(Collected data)
####
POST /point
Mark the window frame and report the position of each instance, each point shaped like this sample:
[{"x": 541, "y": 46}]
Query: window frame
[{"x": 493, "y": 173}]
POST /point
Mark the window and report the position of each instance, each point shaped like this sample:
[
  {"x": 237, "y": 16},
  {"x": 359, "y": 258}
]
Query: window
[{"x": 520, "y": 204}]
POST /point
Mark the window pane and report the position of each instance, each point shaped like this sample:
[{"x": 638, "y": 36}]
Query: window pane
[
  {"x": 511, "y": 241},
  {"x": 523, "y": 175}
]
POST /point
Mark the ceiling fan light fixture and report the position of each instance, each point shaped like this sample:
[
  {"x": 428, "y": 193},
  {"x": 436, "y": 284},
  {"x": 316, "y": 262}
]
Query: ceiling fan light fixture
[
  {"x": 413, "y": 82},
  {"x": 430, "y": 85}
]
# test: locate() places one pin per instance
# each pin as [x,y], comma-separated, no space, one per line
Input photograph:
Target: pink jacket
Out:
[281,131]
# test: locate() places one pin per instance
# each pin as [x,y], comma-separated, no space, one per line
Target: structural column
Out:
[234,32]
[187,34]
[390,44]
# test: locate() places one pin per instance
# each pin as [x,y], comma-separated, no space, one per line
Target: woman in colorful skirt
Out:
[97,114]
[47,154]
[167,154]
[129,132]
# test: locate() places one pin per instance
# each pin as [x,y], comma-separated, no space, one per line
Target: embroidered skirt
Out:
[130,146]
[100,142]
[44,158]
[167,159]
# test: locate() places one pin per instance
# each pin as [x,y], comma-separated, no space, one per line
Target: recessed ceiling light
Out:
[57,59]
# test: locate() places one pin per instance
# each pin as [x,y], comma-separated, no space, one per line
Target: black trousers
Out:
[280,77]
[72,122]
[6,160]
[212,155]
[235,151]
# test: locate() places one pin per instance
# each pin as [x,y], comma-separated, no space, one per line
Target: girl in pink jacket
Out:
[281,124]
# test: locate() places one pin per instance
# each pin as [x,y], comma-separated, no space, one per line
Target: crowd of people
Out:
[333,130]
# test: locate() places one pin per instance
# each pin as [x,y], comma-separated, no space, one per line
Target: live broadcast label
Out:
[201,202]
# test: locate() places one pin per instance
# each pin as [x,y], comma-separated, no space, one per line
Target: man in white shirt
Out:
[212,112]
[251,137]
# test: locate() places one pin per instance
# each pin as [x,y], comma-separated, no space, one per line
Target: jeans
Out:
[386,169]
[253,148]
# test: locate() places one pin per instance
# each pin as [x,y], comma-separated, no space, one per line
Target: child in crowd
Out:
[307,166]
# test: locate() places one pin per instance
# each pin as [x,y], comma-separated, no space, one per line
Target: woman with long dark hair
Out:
####
→ YOUR TASK
Repeat the records above in full, character for character.

→ TASK RESPONSE
POST /point
Mark the window frame and report the position of each instance, each point shaped like this sample:
[{"x": 541, "y": 46}]
Query: window frame
[{"x": 493, "y": 173}]
POST /point
Mark the window and report the position of each instance, each point shaped like this sample:
[
  {"x": 237, "y": 16},
  {"x": 359, "y": 258}
]
Query: window
[{"x": 520, "y": 204}]
POST /point
Mark the window pane and report the position of each instance, each point shaped like this sample:
[{"x": 638, "y": 36}]
Query: window pane
[
  {"x": 511, "y": 241},
  {"x": 523, "y": 175}
]
POST /point
Mark the ceiling fan light fixture and report the position of each instance, each point shaped like this sample:
[
  {"x": 428, "y": 193},
  {"x": 436, "y": 284},
  {"x": 316, "y": 262}
]
Query: ceiling fan light fixture
[
  {"x": 413, "y": 82},
  {"x": 430, "y": 85}
]
# test: locate() places one pin per instance
# each pin as [x,y], comma-separated, no space, one per line
Input photograph:
Target: pink jacket
Out:
[281,131]
# test: locate() places one pin per instance
# each pin as [x,y], comma-separated, no space, one per line
Target: structural column
Out:
[234,32]
[187,34]
[390,44]
# test: locate() places one pin per instance
# each pin as [x,y], comma-separated, no space, one per line
Target: woman in colorful skirt
Out:
[97,114]
[47,154]
[167,154]
[129,132]
# test: locate() places one pin per instance
# each pin as [x,y], comma-separated, no space, one per line
Target: embroidered skirt
Out:
[130,146]
[100,142]
[44,158]
[167,159]
# test: locate() places one pin per instance
# each pin as [x,y], comma-separated, no space, one per line
Target: recessed ceiling light
Out:
[57,59]
# test: locate() places one pin per instance
# each pin as [x,y], comma-separated, no space, one per line
Target: black trousers
Out:
[280,77]
[72,122]
[6,160]
[212,155]
[235,151]
# test: locate() places one pin per instance
# each pin as [x,y], comma-separated, no space, one per line
Target: girl in pink jacket
Out:
[281,124]
# test: locate() places one pin per instance
# each pin as [x,y], comma-separated, no space, one per line
Target: crowd of people
Out:
[333,130]
# test: locate() places one pin per instance
# each pin as [x,y], comma-separated, no space, one per line
Target: live broadcast label
Out:
[201,202]
# test: locate() places one pin per instance
# each pin as [x,y], comma-separated, no space, one per line
Target: man in white shirt
Out:
[212,112]
[251,137]
# test: locate() places one pin per instance
# each pin as [x,y], comma-separated, no space, one per line
Target: jeans
Out:
[386,169]
[253,148]
# test: locate() places one pin per instance
# each pin as [x,y], comma-separated, no space, one per line
Target: child in crowd
Out:
[307,166]
# test: locate() places one pin per instance
# each pin as [x,y], comma-separated, no space, one per line
Target: woman with long dark hair
Out:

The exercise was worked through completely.